Data shown.
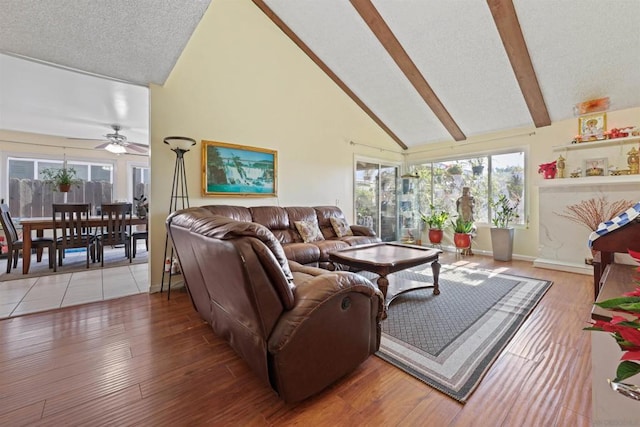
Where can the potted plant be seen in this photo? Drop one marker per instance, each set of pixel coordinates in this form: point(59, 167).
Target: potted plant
point(477, 166)
point(462, 232)
point(455, 169)
point(61, 179)
point(435, 220)
point(504, 211)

Directions.
Generate a word-for-word copy of the preceding records, excluding all pictures.

Task response.
Where can the potted plant be seen in this photo? Drop one marker per instance, each set of pixel coordinates in this form: point(59, 167).
Target: potted plant
point(477, 166)
point(462, 232)
point(455, 169)
point(61, 179)
point(435, 220)
point(504, 211)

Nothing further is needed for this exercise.